Instruction: Copy the records below, from the line containing "Would you mind placing a dot on the overcast" through the end, requests included. Scale the answer point coordinates by 0.6 and round to whole numbers, halves up, but leave the sample points in the requests unchanged.

Available data:
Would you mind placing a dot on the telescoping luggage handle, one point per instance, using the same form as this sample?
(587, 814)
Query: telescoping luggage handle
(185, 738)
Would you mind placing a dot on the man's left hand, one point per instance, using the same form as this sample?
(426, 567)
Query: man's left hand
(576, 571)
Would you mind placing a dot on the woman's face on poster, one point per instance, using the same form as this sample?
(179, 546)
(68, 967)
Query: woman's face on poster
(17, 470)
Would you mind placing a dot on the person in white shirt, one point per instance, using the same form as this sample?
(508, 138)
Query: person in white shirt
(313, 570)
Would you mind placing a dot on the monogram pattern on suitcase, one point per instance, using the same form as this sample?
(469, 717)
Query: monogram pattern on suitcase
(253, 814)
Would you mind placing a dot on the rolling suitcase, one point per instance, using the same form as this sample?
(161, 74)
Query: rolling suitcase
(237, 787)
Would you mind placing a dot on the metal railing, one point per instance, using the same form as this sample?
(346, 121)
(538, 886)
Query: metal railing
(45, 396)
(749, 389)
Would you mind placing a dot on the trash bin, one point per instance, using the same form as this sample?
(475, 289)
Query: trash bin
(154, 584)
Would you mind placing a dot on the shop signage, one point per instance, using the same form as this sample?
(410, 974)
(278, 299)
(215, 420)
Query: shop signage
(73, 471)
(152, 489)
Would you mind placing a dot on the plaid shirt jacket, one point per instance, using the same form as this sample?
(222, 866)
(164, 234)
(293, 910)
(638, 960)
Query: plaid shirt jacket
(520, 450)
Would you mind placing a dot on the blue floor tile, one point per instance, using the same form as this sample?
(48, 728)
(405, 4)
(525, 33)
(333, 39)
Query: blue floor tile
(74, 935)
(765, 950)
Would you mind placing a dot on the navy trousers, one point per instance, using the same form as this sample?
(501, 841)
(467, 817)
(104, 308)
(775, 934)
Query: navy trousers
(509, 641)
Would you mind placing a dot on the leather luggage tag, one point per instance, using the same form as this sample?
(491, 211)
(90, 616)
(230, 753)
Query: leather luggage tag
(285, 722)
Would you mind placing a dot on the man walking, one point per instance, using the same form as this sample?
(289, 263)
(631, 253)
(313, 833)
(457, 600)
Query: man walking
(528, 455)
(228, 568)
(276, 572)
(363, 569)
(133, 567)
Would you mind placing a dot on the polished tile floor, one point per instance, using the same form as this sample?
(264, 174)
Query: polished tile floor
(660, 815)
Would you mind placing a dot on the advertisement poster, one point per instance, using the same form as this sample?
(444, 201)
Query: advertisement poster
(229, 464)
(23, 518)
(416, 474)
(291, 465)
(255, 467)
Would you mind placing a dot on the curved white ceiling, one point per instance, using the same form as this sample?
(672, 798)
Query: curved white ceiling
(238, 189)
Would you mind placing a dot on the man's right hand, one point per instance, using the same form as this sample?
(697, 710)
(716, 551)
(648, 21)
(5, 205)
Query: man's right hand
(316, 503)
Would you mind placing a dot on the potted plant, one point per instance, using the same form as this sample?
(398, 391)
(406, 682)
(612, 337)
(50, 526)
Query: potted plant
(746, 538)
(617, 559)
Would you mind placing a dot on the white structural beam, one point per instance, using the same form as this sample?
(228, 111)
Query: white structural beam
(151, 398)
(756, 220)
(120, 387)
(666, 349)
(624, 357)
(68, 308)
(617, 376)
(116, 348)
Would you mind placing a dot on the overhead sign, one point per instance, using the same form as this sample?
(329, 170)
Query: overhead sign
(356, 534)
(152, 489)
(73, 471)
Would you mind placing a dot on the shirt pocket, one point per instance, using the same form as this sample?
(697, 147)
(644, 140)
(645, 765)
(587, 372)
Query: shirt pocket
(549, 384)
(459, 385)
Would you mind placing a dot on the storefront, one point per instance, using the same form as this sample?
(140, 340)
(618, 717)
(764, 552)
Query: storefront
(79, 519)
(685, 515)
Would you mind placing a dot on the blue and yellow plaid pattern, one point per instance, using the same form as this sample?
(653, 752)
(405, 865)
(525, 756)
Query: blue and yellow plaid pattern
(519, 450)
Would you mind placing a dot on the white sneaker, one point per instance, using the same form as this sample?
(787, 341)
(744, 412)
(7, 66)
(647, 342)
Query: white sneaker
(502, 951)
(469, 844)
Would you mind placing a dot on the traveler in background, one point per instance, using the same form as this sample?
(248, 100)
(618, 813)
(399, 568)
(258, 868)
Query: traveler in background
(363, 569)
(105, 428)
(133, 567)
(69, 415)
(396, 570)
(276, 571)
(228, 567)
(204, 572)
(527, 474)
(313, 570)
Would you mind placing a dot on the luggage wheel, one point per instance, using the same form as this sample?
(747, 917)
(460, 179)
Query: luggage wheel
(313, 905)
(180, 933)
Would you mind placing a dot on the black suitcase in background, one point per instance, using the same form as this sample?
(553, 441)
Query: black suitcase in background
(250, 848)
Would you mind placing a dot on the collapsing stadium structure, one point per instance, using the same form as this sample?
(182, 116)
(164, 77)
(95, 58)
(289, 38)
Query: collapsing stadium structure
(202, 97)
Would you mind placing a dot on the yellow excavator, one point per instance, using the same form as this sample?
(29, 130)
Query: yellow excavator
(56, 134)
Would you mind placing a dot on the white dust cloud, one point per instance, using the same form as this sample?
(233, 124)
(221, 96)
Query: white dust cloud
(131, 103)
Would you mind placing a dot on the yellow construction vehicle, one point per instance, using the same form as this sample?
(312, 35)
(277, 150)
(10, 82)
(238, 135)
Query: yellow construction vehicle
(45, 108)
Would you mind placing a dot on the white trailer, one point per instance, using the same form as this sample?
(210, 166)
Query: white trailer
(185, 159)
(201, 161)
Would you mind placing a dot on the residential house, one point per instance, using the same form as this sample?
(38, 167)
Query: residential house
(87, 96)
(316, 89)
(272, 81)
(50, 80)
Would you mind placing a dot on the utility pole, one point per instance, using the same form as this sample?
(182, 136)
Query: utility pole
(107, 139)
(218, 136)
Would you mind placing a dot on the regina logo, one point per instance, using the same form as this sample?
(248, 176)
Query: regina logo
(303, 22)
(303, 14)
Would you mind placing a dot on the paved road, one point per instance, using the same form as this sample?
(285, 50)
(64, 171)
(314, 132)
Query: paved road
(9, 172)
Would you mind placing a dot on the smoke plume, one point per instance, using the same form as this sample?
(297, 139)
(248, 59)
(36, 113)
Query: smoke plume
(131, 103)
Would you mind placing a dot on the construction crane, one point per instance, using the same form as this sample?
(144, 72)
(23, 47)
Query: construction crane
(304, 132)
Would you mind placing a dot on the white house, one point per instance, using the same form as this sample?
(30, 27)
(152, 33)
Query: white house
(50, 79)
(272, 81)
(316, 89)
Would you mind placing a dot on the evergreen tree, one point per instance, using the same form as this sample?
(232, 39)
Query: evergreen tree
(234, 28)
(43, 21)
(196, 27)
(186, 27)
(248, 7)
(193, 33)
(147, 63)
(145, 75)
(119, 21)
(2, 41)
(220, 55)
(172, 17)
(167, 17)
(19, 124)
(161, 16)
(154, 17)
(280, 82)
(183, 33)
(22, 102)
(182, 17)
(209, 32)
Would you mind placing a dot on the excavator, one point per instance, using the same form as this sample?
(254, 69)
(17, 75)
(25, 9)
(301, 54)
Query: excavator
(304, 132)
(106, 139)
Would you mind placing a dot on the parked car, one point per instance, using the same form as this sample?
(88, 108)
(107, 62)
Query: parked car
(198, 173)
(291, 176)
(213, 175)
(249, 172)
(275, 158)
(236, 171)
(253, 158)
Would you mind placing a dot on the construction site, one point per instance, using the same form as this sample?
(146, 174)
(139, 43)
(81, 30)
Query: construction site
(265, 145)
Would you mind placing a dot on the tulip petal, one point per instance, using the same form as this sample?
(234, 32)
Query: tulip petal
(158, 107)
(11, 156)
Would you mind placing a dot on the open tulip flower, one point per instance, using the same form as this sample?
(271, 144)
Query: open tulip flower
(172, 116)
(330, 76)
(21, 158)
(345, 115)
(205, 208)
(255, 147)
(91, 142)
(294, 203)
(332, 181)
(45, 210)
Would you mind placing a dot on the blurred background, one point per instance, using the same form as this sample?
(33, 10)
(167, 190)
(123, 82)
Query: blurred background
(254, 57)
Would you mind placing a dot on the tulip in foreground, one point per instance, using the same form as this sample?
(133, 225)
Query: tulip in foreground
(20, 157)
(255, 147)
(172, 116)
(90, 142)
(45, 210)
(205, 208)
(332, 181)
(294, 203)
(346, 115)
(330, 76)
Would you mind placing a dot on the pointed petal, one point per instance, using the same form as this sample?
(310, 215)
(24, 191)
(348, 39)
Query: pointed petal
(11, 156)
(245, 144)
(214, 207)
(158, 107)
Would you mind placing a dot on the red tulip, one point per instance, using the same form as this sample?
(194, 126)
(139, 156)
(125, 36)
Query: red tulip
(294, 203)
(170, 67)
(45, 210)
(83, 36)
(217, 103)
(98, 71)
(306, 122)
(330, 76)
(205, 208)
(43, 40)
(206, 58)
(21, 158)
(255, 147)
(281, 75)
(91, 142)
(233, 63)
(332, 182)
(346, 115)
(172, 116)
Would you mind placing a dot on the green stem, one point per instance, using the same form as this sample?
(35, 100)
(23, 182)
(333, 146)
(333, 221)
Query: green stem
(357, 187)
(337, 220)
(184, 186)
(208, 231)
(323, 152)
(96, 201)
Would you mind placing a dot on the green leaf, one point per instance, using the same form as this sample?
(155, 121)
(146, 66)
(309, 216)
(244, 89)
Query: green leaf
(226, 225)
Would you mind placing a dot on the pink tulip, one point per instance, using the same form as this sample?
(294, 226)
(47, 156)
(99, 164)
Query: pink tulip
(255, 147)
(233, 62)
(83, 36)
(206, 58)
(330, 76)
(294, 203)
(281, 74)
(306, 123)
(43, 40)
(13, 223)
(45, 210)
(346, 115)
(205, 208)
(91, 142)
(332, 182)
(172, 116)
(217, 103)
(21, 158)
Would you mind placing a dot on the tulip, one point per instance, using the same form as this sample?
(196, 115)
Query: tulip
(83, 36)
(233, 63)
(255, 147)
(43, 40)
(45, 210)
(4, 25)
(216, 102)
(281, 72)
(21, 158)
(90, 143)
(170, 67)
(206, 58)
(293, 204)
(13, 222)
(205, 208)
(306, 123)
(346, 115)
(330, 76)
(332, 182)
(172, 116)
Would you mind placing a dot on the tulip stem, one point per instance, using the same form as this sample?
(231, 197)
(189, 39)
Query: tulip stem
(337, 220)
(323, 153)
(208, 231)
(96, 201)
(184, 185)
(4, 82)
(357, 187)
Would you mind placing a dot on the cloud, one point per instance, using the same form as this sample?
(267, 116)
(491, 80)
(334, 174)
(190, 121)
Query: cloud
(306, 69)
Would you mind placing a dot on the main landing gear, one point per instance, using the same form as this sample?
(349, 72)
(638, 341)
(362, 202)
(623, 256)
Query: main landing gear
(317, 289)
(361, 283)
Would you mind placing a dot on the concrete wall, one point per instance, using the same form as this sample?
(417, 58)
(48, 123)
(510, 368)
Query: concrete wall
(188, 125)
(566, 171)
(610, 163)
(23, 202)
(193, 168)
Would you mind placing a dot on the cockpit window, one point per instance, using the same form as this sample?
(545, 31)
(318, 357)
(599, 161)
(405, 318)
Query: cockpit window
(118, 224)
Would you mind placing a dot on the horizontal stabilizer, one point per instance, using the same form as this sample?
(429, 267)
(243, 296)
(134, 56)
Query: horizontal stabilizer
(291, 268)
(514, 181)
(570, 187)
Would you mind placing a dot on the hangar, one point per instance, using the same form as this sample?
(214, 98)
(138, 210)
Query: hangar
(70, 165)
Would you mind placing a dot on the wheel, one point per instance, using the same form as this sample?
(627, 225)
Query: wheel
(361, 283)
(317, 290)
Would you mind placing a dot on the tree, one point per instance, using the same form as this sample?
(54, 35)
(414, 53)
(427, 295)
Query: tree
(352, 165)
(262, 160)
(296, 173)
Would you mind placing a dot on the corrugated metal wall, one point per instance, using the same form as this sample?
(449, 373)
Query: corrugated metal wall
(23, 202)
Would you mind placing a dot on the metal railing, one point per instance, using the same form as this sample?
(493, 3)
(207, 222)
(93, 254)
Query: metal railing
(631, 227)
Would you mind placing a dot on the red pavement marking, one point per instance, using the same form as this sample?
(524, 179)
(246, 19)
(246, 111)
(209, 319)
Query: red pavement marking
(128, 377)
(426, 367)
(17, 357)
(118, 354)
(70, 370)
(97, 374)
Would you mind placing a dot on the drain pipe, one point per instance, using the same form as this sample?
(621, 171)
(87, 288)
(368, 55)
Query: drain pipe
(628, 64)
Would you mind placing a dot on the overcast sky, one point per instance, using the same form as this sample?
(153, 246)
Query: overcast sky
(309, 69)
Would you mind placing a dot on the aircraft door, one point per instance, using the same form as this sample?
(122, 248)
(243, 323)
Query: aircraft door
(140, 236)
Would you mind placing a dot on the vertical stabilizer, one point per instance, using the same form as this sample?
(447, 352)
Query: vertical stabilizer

Right answer:
Would you mind placing a dot on the overcast sky, one point per instance, using the same form as this sample?
(153, 246)
Query: overcast sky
(185, 41)
Would you mind placing a dot on the aircraft door, one point per instance, using the same form as this sample?
(122, 248)
(243, 323)
Query: aircraft door
(84, 142)
Would you mind placing a dot on the vertical stabilizer, one point per instance, using the same form as this sample?
(447, 352)
Query: vertical stabilizer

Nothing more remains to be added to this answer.